--- BEGIN RECORDS FOR THIS TASK ---

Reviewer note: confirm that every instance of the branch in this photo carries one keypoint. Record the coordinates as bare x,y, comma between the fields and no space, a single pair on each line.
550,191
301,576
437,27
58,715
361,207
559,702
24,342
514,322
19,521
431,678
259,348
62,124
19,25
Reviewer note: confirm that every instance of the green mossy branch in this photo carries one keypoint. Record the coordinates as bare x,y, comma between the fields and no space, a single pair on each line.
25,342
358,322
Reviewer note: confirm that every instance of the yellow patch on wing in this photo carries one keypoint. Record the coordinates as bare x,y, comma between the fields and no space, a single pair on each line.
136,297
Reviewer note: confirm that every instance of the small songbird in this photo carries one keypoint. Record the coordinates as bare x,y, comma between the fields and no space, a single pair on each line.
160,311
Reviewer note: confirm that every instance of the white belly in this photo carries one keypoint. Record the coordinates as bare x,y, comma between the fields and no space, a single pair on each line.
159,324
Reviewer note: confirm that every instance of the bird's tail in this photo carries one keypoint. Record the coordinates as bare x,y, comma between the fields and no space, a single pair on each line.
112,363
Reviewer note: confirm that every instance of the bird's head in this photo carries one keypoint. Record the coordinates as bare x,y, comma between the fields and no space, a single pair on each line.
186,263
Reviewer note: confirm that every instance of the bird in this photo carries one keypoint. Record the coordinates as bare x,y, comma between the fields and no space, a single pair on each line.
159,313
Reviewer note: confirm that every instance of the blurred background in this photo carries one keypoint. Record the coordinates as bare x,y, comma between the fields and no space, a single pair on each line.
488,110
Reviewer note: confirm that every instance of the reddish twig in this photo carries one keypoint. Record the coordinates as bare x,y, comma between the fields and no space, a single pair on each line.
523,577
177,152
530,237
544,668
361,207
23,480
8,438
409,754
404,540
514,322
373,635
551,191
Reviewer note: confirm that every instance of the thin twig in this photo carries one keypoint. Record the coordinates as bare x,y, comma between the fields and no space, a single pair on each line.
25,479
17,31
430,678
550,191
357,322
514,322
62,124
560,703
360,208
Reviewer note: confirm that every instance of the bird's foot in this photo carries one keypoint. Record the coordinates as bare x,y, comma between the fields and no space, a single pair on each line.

--- END RECORDS FOR THIS TASK ---

> WORK REQUIRED: Lay out every line of the data above as a Markdown table with the columns Row and Line, numbering the rows in order and leaving out any blank lines.

> RESULT:
| Row | Line |
|---|---|
| 1 | Reviewer note: confirm that every instance of the branch in this photo carries one keypoint. Record the coordinates as bare x,y, comma between the fields and no space, a single pair on each line. |
| 2 | 550,191 |
| 3 | 301,576 |
| 4 | 437,27 |
| 5 | 58,715 |
| 6 | 361,207 |
| 7 | 559,702 |
| 8 | 24,342 |
| 9 | 514,322 |
| 10 | 19,521 |
| 11 | 431,678 |
| 12 | 259,348 |
| 13 | 62,124 |
| 14 | 19,25 |
| 15 | Reviewer note: confirm that every instance of the green mossy branch in this photo carries one keypoint. Record the coordinates as bare x,y, comma between the fields and no space, a single pair on each line. |
| 16 | 25,342 |
| 17 | 358,322 |
| 18 | Reviewer note: confirm that every instance of the yellow patch on wing in this photo carries one keypoint. Record the coordinates as bare x,y, comma between the fields and no space, a single pair on each line. |
| 19 | 136,297 |
| 20 | Reviewer note: confirm that every instance of the small songbird in this photo carries one keypoint. Record the coordinates as bare x,y, comma between the fields and no space, a single pair on each line. |
| 21 | 160,311 |
| 22 | Reviewer note: confirm that every instance of the white belly in this photo carries one keypoint. Record the coordinates as bare x,y, comma between the fields and no space, a single pair on each line. |
| 23 | 159,324 |
| 24 | Reviewer note: confirm that every instance of the bird's tail in this photo carries one keypoint. Record the coordinates as bare x,y, comma between the fields and no space, a single pair on each line. |
| 25 | 112,363 |
| 26 | Reviewer note: confirm that every instance of the bird's head in this photo carries one keypoint. Record the coordinates as bare x,y, comma between the fields and no space, a single pair on each line. |
| 27 | 186,263 |
| 28 | Reviewer note: confirm that every instance of the bird in this photo carries one keypoint. Record the coordinates as bare x,y, comma between the fields and no space, a single pair on each line. |
| 29 | 159,313 |
| 30 | Reviewer note: confirm that every instance of the blurred background in this photo carries one keypoint. Record the coordinates as bare x,y, comma between the fields and no space, a single pair on each line. |
| 31 | 488,110 |
| 32 | Reviewer note: confirm that every instance of the reddish twig in this photo carries one keypoint. Record the coordinates as bare x,y, comma between the fields and no space, a single pair on each line. |
| 33 | 523,577 |
| 34 | 177,152 |
| 35 | 530,237 |
| 36 | 544,668 |
| 37 | 361,207 |
| 38 | 23,480 |
| 39 | 8,438 |
| 40 | 409,754 |
| 41 | 404,540 |
| 42 | 514,322 |
| 43 | 373,635 |
| 44 | 551,191 |
| 45 | Reviewer note: confirm that every instance of the thin twig in this photo carries one keypoint. Record the coordinates as bare x,y, comma between the fields and no space, a single pair on each line. |
| 46 | 25,479 |
| 47 | 17,31 |
| 48 | 430,678 |
| 49 | 550,191 |
| 50 | 357,322 |
| 51 | 514,322 |
| 52 | 62,124 |
| 53 | 560,703 |
| 54 | 360,208 |
| 55 | Reviewer note: confirm that every instance of the bird's foot in this photo carries one keypoint. Record the coordinates as bare x,y, comma between the fields and no space, a single pair on each line. |